Exercise description: Set the listing down again exactly, please, apart from its pictures.

[Begin Listing]

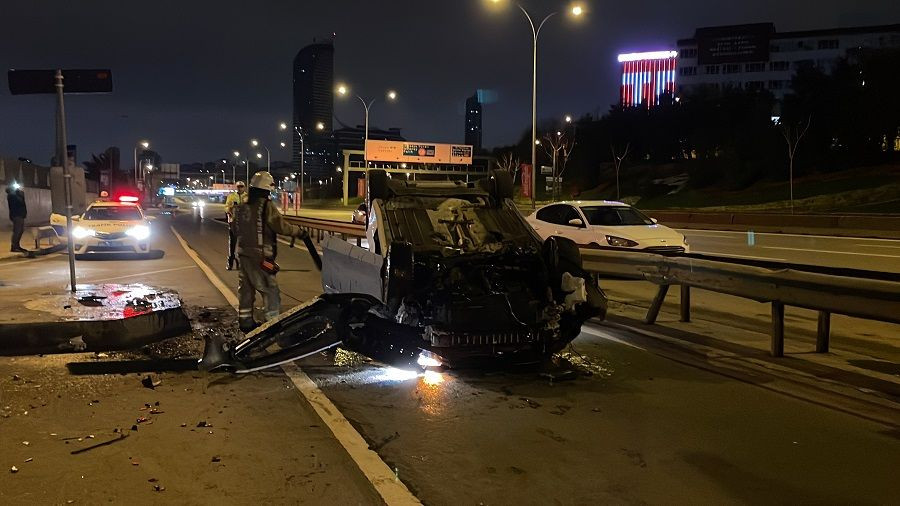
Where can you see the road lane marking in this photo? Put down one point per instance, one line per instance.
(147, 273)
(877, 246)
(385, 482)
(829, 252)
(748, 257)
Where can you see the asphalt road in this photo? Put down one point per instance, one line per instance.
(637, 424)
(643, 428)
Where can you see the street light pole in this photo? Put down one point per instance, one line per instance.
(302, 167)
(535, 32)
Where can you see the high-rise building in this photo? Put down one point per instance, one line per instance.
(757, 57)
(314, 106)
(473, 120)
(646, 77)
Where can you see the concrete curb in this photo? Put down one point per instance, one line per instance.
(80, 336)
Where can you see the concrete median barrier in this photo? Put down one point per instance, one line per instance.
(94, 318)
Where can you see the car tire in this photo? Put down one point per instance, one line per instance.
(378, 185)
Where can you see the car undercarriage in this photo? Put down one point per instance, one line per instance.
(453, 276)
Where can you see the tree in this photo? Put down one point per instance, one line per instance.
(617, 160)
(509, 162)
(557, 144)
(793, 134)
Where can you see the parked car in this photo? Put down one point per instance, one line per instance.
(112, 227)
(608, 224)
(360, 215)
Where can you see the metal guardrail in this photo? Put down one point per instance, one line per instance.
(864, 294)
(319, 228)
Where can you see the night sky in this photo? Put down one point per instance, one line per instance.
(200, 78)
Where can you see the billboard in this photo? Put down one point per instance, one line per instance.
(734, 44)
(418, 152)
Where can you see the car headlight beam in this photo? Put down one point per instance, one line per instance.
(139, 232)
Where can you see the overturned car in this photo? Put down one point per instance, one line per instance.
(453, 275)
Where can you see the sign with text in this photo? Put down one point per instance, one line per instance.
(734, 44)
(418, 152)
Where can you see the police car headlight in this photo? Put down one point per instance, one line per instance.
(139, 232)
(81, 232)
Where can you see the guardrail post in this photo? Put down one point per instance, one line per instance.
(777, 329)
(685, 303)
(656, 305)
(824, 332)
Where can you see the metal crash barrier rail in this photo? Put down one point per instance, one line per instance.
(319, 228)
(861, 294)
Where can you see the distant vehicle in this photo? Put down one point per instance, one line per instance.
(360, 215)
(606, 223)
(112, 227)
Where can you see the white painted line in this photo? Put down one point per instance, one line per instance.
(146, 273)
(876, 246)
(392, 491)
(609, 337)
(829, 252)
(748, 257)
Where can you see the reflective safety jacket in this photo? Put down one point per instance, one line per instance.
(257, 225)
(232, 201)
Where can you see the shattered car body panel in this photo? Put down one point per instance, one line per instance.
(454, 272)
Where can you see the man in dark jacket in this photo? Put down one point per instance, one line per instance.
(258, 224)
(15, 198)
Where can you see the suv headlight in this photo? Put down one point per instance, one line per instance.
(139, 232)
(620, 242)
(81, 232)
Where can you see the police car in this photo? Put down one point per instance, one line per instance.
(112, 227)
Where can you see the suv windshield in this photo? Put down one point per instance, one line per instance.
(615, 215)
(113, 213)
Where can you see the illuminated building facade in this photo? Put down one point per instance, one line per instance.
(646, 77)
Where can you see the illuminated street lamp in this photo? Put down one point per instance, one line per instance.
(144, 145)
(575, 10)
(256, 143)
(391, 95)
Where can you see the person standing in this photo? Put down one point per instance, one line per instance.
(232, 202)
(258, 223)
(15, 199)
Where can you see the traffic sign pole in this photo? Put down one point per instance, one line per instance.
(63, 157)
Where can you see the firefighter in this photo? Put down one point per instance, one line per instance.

[End Listing]

Written answer:
Where can you see the road lane marking in this photo? Put down one point per instance, one line per instance.
(147, 273)
(877, 246)
(385, 482)
(829, 252)
(748, 257)
Where can you see the asphalt road in this photo? Put down one point per instance, one line per instance.
(637, 424)
(643, 428)
Where can you see the street light pole in this photo? Put down one point per instance, one line per instance.
(302, 167)
(535, 32)
Where can you see the high-rise building in this photo? Put down one point per instance, one line per instance.
(757, 57)
(314, 106)
(473, 120)
(646, 77)
Where can you see the concrete curb in this photo? Put down one point per instance, one line per instance.
(80, 336)
Where can you see the concrete median barrier in this photo? Put down one point per instance, one line per instance.
(94, 318)
Where can you see the car tire in this photo? Put down one point per instance, one line per instance.
(378, 185)
Where can you see the car undercarriage in this photo? Put down one point per instance, one line per instance.
(453, 276)
Where can you see the tree in this photo? Put down one point per instance, one line per instance.
(617, 160)
(509, 162)
(557, 144)
(793, 134)
Where can you see the parked car in this photo? Put down one point per instance, one line per instance.
(112, 227)
(608, 224)
(360, 215)
Where can you see the metal guardrail in this photo? Put down one point per instance, one line per instance.
(864, 294)
(319, 228)
Where can you see the night sky in this photo? Put down one point per instance, one line per instance.
(200, 78)
Where can you see the billboard in this photo? Put down one point per instance, one line per instance.
(734, 44)
(418, 152)
Where can you see the car headlight beam in this photo? Put down one point per instance, one line per instance.
(139, 232)
Where can you see the overturned car in this photo? Put down one point per instance, one line per instance.
(453, 275)
Where can you see the sign with text in this photo? Put down one point per instance, one line per instance.
(734, 44)
(418, 152)
Where can you see the police car headlight in this photo? Put down one point per instance, one line per instance.
(139, 232)
(81, 232)
Where can you see the guardrail post in this photo? Put down one point per instance, one line per instance.
(777, 329)
(685, 303)
(656, 305)
(824, 332)
Where can you see the metal crash barrier rail in this photo? Put down one point per instance, one line per instance.
(319, 228)
(861, 294)
Where can you see the distant vehicle in this photo? Put down one point per instance, one line per instance.
(360, 215)
(606, 223)
(112, 227)
Where can you see the white painted line in this photo? Put down one point per instance, one line per instance.
(146, 273)
(876, 246)
(392, 491)
(609, 337)
(829, 252)
(748, 257)
Where can you see the reflective safety jacket in this photo? Put down one point per instance, one line per instance.
(257, 225)
(232, 201)
Where can you see the shattered car body panel in this photo? Put down one point per instance, one line per instance.
(454, 272)
Where can you see the man in dark jacket in this photo? Put down one point per instance, one line per instance.
(258, 224)
(15, 198)
Where can you see the suv headlight in this photo? Put down one point per instance, one line per instance.
(139, 232)
(620, 242)
(81, 232)
Where can you see the police car in this photo? Put down one point per instance, one line per instance.
(112, 227)
Where can you see the suv windshield in this photo? Put down one point per instance, one line per instance.
(615, 215)
(113, 213)
Where can you see the illuminated building facade in this photo? Put down one point per instance, one line per instance.
(646, 77)
Where can you see the illuminated street lamp in this photo? Put down one point per instance, one line per instance.
(144, 145)
(575, 10)
(256, 143)
(391, 95)
Where can you see the person standing in this photo? Put down one point per instance, one line per instance.
(232, 202)
(258, 223)
(15, 199)
Where can you see the traffic sign pole in this photo? Put down one point per instance, one line per instance.
(63, 157)
Where can you see the firefighter in this photo? Put down one point per instance, one line per instance.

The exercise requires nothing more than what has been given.